Stated goal: Give as output the line that contains "Target: shrub cluster", followed by every remaining line of the entries, unchanged and with nothing added.

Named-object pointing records
================

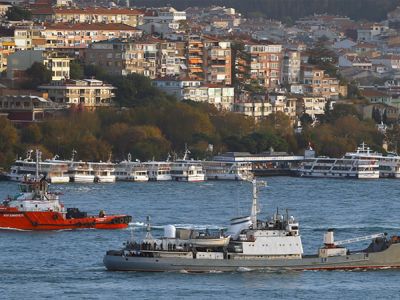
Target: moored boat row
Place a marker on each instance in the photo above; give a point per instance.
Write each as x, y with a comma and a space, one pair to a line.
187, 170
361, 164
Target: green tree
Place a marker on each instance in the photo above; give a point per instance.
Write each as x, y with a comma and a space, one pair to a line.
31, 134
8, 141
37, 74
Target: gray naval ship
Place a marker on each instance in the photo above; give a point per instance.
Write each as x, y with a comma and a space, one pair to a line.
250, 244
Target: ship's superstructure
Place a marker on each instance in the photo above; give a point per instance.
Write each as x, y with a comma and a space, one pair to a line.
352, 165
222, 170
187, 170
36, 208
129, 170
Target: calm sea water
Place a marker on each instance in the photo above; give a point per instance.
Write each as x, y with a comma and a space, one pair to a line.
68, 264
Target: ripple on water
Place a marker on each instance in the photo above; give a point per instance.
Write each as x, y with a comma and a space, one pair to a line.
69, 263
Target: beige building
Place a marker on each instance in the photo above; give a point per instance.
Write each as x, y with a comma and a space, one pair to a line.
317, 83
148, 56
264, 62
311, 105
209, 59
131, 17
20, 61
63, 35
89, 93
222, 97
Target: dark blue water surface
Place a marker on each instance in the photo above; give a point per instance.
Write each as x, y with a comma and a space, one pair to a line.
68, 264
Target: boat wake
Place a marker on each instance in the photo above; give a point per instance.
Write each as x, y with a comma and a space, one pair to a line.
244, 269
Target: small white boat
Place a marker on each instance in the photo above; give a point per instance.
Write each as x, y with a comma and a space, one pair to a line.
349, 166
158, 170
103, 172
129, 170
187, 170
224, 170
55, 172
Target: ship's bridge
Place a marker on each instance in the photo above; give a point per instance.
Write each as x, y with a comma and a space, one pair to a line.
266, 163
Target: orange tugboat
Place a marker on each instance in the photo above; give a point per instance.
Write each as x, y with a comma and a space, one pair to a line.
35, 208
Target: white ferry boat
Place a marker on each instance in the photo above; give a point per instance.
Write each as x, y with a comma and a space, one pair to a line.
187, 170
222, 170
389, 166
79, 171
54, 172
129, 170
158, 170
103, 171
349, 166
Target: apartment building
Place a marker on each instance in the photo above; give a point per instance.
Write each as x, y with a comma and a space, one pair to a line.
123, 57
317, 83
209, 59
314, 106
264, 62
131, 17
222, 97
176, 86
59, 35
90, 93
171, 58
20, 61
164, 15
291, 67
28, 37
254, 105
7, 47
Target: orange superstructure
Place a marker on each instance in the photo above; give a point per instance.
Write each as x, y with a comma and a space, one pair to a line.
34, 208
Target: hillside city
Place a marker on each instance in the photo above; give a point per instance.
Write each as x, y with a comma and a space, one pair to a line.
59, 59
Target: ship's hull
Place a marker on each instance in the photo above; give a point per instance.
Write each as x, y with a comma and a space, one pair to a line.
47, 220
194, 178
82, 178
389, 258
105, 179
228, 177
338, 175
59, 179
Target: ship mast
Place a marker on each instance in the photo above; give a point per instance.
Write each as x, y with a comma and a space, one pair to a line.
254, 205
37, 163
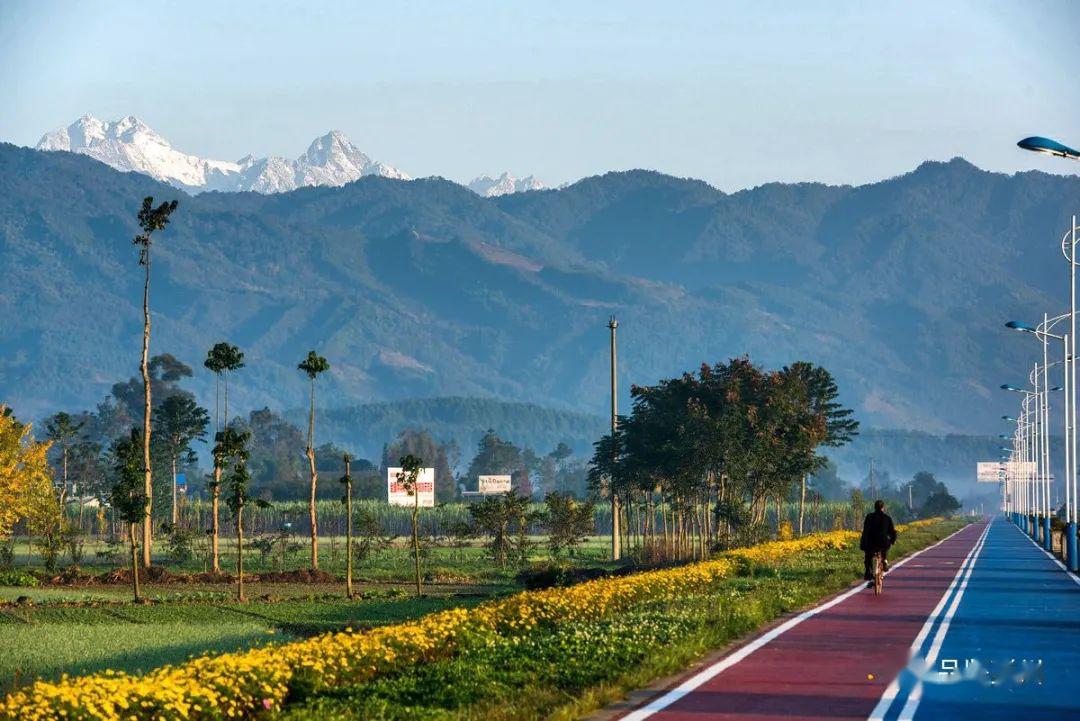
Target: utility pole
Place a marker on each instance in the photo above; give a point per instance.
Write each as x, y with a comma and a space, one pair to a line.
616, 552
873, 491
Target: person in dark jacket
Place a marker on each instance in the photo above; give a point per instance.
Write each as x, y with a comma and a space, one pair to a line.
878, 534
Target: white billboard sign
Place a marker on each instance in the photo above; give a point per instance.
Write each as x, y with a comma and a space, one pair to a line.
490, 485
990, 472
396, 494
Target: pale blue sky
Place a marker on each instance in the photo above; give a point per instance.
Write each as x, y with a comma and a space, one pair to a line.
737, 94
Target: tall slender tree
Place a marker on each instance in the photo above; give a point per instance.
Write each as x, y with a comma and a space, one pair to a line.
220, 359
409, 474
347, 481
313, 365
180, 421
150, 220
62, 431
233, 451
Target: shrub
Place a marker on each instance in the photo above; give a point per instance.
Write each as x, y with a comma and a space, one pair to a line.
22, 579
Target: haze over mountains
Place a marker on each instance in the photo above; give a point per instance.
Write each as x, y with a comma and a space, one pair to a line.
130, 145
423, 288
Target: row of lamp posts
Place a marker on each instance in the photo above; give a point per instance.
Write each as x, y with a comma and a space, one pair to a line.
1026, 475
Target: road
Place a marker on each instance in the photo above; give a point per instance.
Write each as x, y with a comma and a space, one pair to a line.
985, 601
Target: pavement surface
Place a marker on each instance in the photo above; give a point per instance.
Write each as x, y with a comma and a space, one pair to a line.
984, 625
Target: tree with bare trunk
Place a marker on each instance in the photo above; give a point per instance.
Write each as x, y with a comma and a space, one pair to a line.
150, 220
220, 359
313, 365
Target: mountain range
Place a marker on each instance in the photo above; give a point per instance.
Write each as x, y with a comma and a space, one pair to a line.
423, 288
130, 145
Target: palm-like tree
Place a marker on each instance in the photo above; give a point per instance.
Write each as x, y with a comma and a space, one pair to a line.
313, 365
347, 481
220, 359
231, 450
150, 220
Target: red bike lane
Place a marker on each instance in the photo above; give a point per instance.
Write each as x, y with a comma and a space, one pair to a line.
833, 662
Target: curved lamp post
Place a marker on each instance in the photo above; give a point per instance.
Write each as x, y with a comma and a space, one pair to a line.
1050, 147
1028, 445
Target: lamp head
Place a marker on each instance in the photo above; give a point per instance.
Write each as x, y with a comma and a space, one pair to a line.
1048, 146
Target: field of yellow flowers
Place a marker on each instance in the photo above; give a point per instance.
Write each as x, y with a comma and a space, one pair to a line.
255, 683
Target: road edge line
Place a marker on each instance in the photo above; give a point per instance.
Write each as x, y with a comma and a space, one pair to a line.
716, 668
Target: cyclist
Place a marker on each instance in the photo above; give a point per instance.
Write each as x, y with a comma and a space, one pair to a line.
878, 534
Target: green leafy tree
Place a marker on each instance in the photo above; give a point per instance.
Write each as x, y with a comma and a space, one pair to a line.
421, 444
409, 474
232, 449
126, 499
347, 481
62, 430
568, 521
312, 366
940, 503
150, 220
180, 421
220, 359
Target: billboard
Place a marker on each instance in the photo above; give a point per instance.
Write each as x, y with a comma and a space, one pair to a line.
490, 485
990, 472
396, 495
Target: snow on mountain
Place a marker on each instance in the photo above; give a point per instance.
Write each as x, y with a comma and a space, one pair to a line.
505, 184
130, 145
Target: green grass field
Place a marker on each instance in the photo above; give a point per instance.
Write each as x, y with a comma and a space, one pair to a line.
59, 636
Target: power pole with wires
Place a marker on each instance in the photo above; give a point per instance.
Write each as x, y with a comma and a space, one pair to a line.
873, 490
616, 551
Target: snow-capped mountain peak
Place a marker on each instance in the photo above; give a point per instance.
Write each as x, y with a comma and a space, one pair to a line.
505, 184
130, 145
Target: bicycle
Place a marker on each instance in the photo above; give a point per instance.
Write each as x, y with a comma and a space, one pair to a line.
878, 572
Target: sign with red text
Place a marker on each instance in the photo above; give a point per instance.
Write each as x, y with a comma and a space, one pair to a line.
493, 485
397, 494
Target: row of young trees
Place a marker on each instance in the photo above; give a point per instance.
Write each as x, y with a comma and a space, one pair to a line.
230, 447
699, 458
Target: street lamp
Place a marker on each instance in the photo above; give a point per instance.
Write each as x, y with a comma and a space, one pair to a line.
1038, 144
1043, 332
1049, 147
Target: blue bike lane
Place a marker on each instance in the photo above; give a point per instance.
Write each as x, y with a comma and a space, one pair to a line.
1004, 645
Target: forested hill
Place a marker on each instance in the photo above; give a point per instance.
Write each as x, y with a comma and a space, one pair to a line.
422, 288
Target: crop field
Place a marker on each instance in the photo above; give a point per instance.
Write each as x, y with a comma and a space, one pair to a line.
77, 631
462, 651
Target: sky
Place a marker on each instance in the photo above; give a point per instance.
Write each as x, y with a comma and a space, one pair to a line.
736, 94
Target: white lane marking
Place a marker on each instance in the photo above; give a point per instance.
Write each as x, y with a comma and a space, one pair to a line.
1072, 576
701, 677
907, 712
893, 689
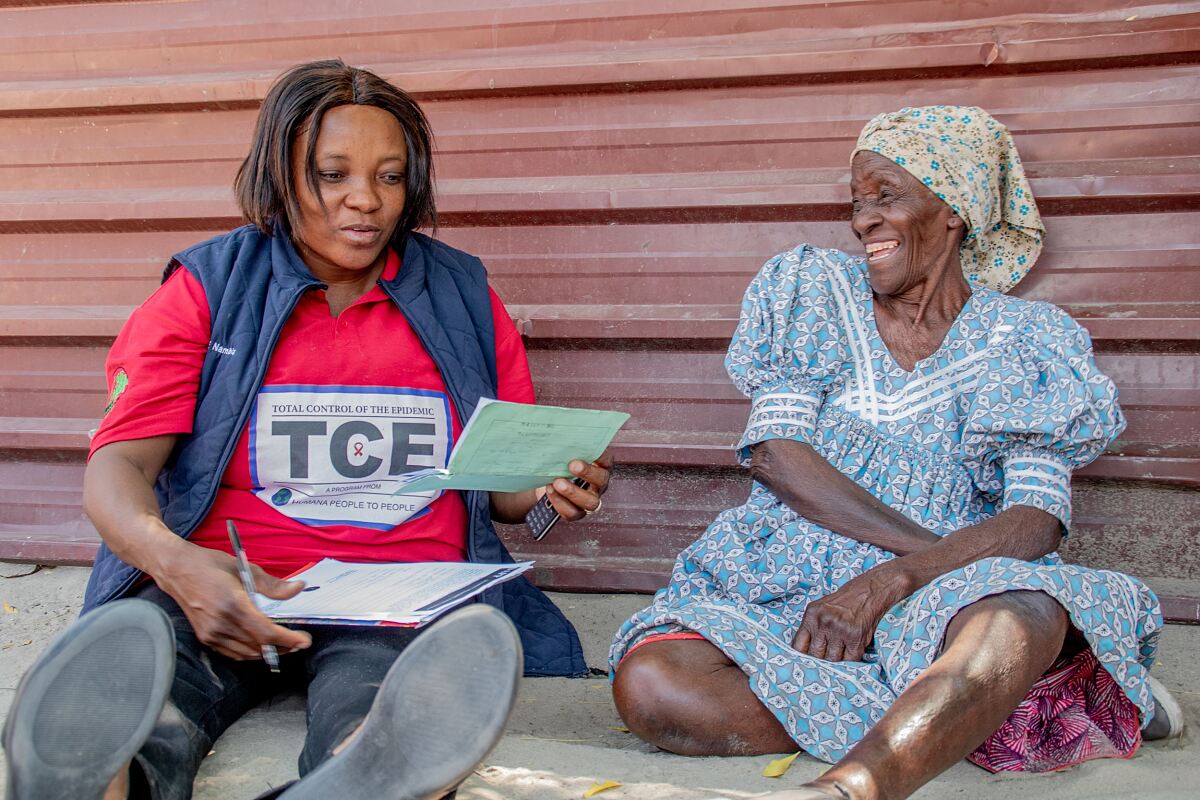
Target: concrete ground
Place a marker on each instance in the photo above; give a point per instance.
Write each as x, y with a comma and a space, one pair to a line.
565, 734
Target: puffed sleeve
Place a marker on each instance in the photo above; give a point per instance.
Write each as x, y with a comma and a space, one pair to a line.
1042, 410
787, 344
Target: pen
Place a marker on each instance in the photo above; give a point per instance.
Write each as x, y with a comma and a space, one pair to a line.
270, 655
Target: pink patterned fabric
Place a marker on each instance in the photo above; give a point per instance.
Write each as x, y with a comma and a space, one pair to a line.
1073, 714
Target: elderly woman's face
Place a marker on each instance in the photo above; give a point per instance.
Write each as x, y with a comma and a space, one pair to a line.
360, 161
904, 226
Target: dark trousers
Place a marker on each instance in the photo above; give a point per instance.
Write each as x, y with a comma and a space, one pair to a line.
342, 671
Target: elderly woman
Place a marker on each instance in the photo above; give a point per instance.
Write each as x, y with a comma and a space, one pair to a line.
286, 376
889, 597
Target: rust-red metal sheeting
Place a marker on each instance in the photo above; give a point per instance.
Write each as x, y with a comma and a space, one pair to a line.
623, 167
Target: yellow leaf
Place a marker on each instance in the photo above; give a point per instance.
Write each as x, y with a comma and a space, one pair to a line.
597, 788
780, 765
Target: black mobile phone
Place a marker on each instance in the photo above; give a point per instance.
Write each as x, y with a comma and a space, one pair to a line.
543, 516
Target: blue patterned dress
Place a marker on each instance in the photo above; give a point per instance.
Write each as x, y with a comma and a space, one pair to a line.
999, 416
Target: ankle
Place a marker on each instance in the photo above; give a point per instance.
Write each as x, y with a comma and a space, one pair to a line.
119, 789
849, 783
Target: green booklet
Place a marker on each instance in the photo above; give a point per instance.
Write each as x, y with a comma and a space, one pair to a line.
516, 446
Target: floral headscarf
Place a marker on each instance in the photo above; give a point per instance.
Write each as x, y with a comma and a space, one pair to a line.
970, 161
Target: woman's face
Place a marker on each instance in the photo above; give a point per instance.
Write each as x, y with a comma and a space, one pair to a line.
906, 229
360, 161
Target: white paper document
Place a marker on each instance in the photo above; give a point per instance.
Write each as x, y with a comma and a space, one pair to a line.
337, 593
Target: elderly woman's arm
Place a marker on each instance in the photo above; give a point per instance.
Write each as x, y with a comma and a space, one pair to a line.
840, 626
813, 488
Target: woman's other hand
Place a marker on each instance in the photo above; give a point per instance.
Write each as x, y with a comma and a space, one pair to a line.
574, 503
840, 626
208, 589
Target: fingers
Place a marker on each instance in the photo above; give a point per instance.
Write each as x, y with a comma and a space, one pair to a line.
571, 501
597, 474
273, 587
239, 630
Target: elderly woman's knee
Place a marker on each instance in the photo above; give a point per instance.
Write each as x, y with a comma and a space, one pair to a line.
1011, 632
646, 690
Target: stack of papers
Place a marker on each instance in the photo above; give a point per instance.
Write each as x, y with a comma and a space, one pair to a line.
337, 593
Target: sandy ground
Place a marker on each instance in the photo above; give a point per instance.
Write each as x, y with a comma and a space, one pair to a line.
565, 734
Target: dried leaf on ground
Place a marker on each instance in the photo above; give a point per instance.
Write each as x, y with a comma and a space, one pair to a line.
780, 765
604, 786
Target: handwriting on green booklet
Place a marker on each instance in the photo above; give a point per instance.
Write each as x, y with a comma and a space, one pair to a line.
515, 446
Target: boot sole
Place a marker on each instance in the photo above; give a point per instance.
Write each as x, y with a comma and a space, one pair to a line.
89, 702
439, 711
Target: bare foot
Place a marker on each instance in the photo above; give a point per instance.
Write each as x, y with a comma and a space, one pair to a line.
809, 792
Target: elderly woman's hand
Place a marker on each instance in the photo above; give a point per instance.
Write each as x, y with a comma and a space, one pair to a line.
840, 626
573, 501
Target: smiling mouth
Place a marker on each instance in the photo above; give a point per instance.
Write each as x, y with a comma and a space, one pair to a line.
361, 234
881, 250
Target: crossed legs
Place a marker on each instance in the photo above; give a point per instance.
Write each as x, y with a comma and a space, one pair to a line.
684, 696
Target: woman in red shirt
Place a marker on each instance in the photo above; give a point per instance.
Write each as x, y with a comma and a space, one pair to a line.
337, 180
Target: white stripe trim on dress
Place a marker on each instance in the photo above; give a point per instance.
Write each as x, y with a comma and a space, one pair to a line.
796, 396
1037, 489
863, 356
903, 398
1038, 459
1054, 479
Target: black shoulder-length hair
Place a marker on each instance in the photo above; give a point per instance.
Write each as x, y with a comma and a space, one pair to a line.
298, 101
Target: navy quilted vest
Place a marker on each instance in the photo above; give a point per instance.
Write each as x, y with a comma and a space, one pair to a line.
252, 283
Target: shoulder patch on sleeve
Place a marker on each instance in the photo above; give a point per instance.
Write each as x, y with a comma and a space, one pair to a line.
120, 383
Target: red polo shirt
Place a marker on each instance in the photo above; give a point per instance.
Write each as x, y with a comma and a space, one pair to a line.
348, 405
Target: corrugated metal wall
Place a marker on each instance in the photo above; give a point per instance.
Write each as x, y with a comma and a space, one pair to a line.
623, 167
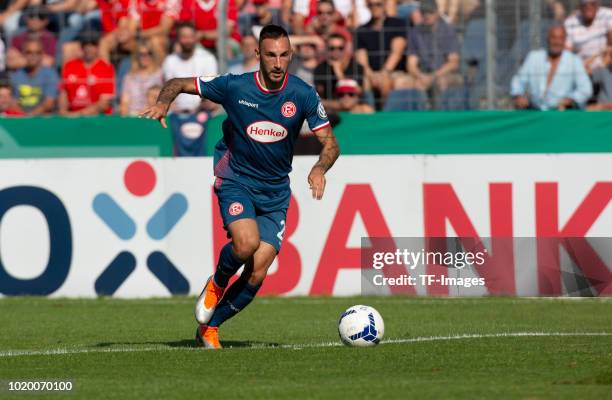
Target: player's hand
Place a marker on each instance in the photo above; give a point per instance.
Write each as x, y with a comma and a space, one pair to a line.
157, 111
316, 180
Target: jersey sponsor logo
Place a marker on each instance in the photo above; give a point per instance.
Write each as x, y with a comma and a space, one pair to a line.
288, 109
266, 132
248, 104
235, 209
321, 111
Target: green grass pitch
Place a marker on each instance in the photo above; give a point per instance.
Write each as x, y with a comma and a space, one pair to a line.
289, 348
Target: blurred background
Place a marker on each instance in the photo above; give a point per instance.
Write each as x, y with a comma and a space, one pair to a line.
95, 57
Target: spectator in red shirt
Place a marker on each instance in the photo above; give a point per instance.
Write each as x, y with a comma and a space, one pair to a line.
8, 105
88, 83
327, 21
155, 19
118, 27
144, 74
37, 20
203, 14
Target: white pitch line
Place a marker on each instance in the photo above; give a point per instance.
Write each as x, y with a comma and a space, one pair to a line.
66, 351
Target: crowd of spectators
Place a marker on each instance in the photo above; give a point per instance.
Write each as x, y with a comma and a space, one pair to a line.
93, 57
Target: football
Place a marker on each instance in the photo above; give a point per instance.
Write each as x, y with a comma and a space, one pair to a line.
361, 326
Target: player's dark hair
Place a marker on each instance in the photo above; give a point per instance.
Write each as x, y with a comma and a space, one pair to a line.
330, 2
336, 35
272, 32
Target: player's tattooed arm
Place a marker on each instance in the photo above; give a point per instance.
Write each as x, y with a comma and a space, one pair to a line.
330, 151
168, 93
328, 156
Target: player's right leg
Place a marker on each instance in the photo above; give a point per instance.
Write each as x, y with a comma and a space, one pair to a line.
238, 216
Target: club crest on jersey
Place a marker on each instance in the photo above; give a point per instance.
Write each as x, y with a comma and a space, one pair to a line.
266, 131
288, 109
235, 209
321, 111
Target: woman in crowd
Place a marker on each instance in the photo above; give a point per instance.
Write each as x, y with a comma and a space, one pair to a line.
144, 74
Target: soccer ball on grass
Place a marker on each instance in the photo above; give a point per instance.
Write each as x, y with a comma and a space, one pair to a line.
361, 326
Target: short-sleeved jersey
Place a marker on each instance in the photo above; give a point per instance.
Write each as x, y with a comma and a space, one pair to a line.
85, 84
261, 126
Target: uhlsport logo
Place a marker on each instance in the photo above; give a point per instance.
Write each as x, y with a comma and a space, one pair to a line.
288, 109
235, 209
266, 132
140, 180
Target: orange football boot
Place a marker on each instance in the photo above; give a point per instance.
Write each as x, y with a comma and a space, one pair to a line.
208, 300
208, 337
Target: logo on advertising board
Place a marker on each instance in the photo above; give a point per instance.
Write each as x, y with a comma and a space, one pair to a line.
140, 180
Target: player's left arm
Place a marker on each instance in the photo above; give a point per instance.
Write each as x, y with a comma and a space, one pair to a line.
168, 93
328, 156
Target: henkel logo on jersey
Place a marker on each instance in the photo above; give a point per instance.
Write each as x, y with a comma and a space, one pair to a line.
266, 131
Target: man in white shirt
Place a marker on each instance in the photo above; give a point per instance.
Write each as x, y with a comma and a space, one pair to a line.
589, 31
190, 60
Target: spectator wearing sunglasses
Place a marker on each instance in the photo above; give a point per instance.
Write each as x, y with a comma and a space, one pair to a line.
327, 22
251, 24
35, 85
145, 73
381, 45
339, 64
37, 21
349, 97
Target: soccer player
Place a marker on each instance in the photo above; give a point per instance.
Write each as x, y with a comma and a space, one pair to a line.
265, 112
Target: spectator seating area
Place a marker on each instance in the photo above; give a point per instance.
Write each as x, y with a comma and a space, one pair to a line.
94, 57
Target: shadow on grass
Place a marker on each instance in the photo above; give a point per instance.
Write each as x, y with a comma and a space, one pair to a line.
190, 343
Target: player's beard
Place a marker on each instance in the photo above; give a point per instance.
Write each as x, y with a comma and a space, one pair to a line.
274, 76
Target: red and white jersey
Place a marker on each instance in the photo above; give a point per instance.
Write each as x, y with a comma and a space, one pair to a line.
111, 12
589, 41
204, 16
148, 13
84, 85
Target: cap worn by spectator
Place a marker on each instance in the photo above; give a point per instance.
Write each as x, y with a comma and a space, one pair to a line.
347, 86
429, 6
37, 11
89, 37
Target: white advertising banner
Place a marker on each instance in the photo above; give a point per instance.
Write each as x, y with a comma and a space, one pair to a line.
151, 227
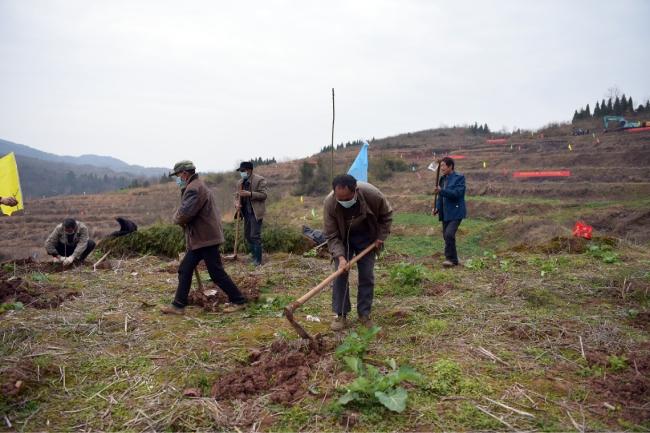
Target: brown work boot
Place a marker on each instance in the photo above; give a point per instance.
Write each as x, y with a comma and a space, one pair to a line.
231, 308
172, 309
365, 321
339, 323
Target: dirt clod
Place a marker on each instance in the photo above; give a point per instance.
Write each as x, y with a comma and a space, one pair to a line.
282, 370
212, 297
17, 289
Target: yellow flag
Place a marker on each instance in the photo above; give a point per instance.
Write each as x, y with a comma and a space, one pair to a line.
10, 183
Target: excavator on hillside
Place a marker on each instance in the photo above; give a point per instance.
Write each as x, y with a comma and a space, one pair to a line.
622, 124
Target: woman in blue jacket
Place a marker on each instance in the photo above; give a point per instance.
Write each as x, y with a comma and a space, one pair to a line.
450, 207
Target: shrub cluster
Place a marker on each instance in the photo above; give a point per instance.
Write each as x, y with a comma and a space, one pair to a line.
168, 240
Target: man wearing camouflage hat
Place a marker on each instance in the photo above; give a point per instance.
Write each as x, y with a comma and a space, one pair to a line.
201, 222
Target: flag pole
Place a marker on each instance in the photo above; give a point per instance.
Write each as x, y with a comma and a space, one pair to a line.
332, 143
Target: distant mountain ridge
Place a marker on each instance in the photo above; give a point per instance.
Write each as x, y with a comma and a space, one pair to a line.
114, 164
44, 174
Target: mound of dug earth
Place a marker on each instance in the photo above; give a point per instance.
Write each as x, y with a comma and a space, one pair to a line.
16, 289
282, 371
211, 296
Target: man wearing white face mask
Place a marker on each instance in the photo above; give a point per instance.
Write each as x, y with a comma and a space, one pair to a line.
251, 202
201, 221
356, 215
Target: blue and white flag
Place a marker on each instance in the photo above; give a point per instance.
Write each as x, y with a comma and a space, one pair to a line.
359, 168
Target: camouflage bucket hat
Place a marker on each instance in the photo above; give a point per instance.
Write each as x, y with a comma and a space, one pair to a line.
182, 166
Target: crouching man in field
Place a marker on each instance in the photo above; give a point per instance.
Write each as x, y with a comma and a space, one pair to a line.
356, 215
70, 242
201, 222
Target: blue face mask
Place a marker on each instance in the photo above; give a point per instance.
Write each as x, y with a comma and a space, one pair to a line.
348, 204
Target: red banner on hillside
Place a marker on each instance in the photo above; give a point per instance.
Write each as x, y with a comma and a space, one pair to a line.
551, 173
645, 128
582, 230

================

Exercise output:
Target: shrub cluster
Place a marker on each instance in the photo above; give a point per instance.
Write each as x, y with a comma and a space, one pair to a line.
168, 240
Target: man wearing camouflage hat
Place a marker on each instance in the photo above; give a point per instance.
Write each as x, y with a comma and a space, one pair to a line.
201, 222
Target: flag pole
Place a marker on each instance in the photo above; give a point per instance.
Write each as x, y with a comma and a space, one pair to a line.
332, 143
Target: distant mountain ridge
Place a marker on each instance in the photo above; give a point per instance.
Write each as x, y with a comma and a space, one pair to a line.
114, 164
44, 174
Target: mound of dug earth
Place a marker on each instance in the photo above; give a point per instance.
Write each as x, y with a comma and a space, one pair to a line.
16, 289
282, 371
211, 296
Target: man wearing white face mask
Place a marker on each instance in the photo above; give a point per instance.
Write each as x, y with a comma and a space, one pair to a line.
251, 202
201, 221
356, 215
Target: blue and white flag
Place a marker on each instance in the photo above; give a point per instance.
Write each as x, y with a comma and a space, one pair to a line.
359, 168
Target: camouflage bucket hat
Place a marker on each instance in the photo above; give a point per instance.
Write each as x, y with a comma and a space, one pair to a line.
182, 166
Target: crouching man in field
Place a marker on each instance in the photo above; give a point per instance.
Write each as x, y with a comma and a space, one pair to a line.
356, 215
70, 242
201, 222
Target: blue face mask
Place a marker on each instance in the photo above; give a point per instance.
Write each as x, y with a comma and a space, one pair to a line.
348, 204
Target: red banner on hillside
Place a marker on each instance in the photo above; give a point per instance.
Write each as x, y with a comma and a space, one pair to a line.
551, 173
645, 128
582, 230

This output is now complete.